* _The task_
In the essay on tracking cashflow below, what kept IndiaWorld going in its early days until advertising took off?

* _Page text_
•••

My Proficorn Way (Part 20)

Tracking Cashflow

I am not much of a finance person – except for one thing. Tracking cashflow. Because if there is one sure way a business dies, it is because of a lack of cash.

I cannot read financial statements and haven’t bothered to learn how to analyse balance sheets and P&L statements. But what I always track is the cashflow. Cash is the oxygen of every business. Without cash, you cannot pay salaries or vendors. And that creates a negative spiral from which it can be very difficult to recover.

It is possible to be profitable and yet have cash challenges if you do not get your payments on time. In India, this is especially difficult because of four issues. First, customers take their own sweet time to pay – 90-120-150 day payment cycles are not uncommon. Second, salaries, rents and even some vendors expect to be paid on time. Third, statutory payments to the government have to be made on schedule. Fourth, because rule of law doesn’t exist in India (justice delayed is justice denied), higher write-offs are a reality of life.

What this means is that the business needs some working capital. That can either come from past profits or one has to raise it externally. Growth also requires deploying additional capital since there is a gap between money coming in (later) and money going out (early).

That is why in IndiaWorld I was very keen to make the business cashflow positive as soon as possible. In the early days, subscriptions and website development fees sustained the business until advertising took off. We kept a sharp eye on our cashflows to ensure we never would get squeezed for cash.

•••

* _Raw data_
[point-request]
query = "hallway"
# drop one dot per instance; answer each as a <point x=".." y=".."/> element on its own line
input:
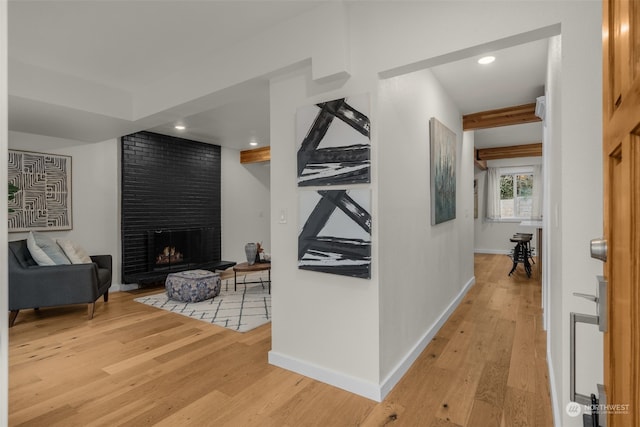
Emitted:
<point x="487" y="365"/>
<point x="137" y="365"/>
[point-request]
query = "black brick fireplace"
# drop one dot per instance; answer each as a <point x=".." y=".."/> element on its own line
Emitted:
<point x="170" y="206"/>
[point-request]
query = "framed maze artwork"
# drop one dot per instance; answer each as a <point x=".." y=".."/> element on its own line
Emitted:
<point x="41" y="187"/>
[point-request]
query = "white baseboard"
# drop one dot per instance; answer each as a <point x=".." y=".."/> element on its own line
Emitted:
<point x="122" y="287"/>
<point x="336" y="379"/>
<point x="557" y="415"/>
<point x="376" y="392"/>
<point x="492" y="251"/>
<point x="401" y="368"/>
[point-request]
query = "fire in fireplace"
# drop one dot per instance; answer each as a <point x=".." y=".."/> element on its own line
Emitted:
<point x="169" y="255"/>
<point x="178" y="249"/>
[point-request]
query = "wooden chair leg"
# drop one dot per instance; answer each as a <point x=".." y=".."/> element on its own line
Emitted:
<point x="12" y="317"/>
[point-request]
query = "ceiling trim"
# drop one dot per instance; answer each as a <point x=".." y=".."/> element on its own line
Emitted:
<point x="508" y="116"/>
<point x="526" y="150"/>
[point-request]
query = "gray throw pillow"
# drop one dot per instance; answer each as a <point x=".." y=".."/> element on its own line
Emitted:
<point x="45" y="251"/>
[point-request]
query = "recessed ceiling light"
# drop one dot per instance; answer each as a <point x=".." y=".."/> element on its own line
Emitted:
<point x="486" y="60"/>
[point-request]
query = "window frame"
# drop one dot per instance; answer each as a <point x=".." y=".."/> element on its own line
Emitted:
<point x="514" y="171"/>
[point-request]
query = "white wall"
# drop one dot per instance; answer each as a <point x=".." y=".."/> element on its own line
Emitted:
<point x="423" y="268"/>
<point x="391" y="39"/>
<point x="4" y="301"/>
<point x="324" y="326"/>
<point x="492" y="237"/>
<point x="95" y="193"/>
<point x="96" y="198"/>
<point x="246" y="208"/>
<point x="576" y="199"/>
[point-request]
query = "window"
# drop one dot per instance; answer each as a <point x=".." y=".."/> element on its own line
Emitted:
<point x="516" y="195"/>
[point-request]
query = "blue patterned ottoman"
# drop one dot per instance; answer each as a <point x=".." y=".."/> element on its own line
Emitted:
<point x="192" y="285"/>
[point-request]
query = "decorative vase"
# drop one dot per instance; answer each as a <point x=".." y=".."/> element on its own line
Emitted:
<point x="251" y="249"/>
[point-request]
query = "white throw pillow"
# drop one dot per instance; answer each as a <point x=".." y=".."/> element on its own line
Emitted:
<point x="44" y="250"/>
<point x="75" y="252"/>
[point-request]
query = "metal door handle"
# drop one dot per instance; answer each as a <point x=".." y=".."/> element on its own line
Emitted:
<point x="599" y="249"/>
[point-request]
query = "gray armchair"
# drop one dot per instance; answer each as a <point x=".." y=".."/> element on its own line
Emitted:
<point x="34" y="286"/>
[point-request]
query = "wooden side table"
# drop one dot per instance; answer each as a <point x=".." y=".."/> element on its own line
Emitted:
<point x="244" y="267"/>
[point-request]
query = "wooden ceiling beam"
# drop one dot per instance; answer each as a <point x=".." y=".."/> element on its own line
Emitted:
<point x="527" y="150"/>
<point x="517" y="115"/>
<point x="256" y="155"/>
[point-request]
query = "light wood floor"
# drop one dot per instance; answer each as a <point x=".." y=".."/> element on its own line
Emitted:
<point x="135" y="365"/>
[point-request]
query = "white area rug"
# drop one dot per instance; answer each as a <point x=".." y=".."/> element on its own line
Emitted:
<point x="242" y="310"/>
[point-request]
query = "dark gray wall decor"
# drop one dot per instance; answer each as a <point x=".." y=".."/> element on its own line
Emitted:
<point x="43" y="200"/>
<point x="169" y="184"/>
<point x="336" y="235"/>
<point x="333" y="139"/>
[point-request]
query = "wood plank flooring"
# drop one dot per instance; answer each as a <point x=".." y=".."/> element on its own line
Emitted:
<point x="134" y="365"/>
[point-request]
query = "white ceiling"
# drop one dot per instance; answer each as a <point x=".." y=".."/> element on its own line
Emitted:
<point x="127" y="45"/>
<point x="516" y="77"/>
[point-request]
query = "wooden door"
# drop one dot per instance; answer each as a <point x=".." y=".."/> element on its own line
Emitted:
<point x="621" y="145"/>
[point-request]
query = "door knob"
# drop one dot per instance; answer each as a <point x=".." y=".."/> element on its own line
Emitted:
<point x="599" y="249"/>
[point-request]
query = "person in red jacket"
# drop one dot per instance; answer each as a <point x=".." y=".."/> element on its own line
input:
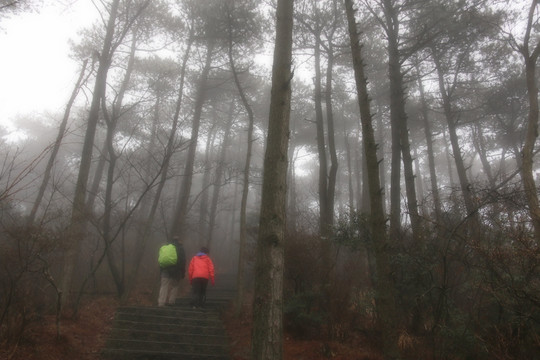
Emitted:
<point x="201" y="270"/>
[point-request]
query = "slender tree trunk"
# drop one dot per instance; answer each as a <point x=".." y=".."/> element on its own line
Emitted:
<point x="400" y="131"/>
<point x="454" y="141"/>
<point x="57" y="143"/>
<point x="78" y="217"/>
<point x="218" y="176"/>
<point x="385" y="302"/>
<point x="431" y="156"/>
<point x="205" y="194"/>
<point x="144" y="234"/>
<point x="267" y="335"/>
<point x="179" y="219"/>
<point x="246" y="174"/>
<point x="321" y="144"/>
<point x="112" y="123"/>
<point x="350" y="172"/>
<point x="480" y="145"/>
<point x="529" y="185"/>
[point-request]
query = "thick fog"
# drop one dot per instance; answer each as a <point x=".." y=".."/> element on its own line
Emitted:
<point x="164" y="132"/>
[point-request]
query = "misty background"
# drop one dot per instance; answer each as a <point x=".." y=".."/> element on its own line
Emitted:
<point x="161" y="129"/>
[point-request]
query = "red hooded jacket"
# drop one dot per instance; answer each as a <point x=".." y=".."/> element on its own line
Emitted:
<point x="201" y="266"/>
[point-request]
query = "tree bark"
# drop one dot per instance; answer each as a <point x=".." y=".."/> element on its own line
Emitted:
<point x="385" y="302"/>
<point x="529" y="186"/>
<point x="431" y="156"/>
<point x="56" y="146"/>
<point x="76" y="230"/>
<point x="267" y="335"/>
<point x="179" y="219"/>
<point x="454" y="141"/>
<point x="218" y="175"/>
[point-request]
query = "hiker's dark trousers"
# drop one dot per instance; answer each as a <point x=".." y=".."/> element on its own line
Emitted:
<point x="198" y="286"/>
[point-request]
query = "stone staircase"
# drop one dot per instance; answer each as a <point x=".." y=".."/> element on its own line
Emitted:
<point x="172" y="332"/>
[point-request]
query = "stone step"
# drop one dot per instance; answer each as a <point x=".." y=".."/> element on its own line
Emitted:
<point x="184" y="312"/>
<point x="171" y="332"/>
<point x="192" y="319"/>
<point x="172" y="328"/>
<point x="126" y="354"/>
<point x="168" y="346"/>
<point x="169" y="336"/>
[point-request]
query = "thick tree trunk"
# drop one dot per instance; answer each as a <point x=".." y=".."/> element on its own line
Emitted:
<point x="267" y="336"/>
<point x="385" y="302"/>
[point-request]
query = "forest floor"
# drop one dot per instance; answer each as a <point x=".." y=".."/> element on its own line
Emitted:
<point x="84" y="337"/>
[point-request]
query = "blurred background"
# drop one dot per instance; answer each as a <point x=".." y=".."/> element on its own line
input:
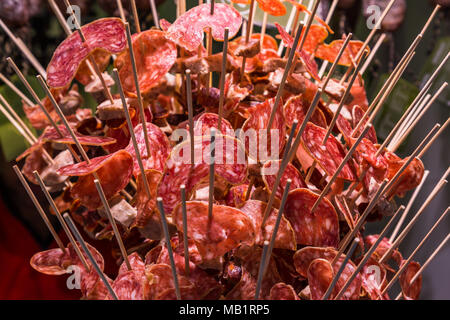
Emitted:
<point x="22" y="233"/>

•••

* _Full response_
Subscriptions and website development fees.